[Dataset content — start]

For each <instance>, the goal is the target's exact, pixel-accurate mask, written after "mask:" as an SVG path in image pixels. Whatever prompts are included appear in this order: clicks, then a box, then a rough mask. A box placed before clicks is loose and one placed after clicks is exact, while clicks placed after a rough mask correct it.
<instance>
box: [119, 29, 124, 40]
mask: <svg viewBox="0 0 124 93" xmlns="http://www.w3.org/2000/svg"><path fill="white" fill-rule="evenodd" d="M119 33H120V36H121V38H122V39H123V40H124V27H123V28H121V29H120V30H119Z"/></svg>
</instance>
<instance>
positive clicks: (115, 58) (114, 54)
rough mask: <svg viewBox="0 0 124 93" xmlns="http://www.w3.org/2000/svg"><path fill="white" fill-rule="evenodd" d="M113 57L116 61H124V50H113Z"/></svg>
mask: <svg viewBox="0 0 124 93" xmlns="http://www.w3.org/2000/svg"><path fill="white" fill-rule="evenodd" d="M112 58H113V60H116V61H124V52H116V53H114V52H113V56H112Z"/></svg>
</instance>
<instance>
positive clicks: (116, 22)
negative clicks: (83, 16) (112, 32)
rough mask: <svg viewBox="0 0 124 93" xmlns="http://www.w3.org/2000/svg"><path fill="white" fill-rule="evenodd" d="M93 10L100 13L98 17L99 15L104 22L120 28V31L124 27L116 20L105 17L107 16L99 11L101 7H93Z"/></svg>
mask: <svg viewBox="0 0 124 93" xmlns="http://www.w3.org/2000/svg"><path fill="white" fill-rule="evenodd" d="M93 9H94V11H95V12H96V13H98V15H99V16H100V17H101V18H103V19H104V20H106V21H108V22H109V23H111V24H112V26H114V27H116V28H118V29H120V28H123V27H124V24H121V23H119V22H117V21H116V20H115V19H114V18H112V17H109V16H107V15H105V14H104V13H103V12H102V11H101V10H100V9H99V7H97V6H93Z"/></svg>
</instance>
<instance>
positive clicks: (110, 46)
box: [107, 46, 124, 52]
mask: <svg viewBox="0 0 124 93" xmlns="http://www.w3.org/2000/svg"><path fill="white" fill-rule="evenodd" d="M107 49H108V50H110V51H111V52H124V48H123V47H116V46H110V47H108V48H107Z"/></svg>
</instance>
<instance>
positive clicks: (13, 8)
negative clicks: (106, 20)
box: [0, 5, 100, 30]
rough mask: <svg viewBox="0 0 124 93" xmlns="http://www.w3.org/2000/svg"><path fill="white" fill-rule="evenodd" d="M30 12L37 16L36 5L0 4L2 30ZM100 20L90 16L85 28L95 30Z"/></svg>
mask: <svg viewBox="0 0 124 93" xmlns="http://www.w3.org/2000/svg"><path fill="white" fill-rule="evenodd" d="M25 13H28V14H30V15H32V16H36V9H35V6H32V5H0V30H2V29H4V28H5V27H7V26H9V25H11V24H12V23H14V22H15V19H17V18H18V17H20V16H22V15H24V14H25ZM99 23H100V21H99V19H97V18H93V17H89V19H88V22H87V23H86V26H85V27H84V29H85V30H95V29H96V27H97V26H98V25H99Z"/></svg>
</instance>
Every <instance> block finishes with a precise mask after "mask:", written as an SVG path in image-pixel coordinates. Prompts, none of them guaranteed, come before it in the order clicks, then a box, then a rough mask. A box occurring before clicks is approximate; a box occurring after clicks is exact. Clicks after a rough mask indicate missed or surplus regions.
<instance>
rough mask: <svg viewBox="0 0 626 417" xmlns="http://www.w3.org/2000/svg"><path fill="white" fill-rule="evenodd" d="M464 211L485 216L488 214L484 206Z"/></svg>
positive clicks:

[Dataset content — finish]

Take the entries above and return all of them exactly.

**Expected answer:**
For each <instance>, the goal is the target's exact, pixel-accurate mask, written after "mask:" as an SVG path in image pixels. Whatever prompts are included appear in this order: clicks, then a box, then a rough mask. A box placed before clicks is loose and one placed after clicks is exact, while clicks placed after a rough mask correct it.
<instance>
box: [119, 29, 124, 40]
mask: <svg viewBox="0 0 124 93" xmlns="http://www.w3.org/2000/svg"><path fill="white" fill-rule="evenodd" d="M119 33H120V36H121V38H122V39H123V40H124V27H123V28H121V29H120V30H119Z"/></svg>
</instance>
<instance>
positive clicks: (115, 58) (114, 54)
rough mask: <svg viewBox="0 0 124 93" xmlns="http://www.w3.org/2000/svg"><path fill="white" fill-rule="evenodd" d="M113 57L116 61H124V50H113Z"/></svg>
mask: <svg viewBox="0 0 124 93" xmlns="http://www.w3.org/2000/svg"><path fill="white" fill-rule="evenodd" d="M112 58H113V60H116V61H124V52H116V53H114V52H113V56H112Z"/></svg>
</instance>
<instance>
positive clicks: (116, 22)
negative clicks: (83, 16) (112, 32)
rough mask: <svg viewBox="0 0 124 93" xmlns="http://www.w3.org/2000/svg"><path fill="white" fill-rule="evenodd" d="M93 10L100 13L98 17L99 15L104 22L120 28V31L124 27L116 20L105 17L107 16L99 11L101 7H93Z"/></svg>
mask: <svg viewBox="0 0 124 93" xmlns="http://www.w3.org/2000/svg"><path fill="white" fill-rule="evenodd" d="M93 9H94V11H95V12H96V13H98V15H99V16H100V17H101V18H103V19H104V20H106V21H108V22H109V23H111V24H112V26H114V27H116V28H118V29H120V28H123V27H124V24H121V23H119V22H117V21H116V20H115V19H114V18H112V17H109V16H107V15H105V14H104V13H103V12H102V11H101V10H100V9H99V7H97V6H93Z"/></svg>
</instance>
<instance>
positive clicks: (110, 46)
box: [107, 46, 124, 52]
mask: <svg viewBox="0 0 124 93" xmlns="http://www.w3.org/2000/svg"><path fill="white" fill-rule="evenodd" d="M107 49H108V50H110V51H111V52H124V48H123V47H116V46H110V47H108V48H107Z"/></svg>
</instance>
<instance>
positive clicks: (13, 8)
negative clicks: (106, 20)
box: [0, 5, 100, 30]
rough mask: <svg viewBox="0 0 124 93" xmlns="http://www.w3.org/2000/svg"><path fill="white" fill-rule="evenodd" d="M30 12L37 16L36 5L0 4L2 30ZM100 20L90 16L85 28L95 30Z"/></svg>
mask: <svg viewBox="0 0 124 93" xmlns="http://www.w3.org/2000/svg"><path fill="white" fill-rule="evenodd" d="M25 13H28V14H30V15H32V16H36V9H35V6H32V5H0V30H2V29H4V28H5V27H7V26H9V25H11V24H12V23H14V22H15V19H17V18H18V17H20V16H22V15H24V14H25ZM99 23H100V21H99V19H97V18H93V17H89V19H88V22H87V23H86V26H85V27H84V29H85V30H95V29H96V27H97V26H98V25H99Z"/></svg>
</instance>
Every <instance> block finishes with a precise mask after "mask:", written as an SVG path in image-pixel coordinates. Prompts, none of them guaranteed, come before it in the order clicks, then a box, then a rough mask. A box occurring before clicks is approximate; a box occurring after clicks is exact. Clicks after a rough mask indicate missed or surplus regions.
<instance>
rough mask: <svg viewBox="0 0 626 417" xmlns="http://www.w3.org/2000/svg"><path fill="white" fill-rule="evenodd" d="M464 211L485 216L488 214L484 206Z"/></svg>
positive clicks:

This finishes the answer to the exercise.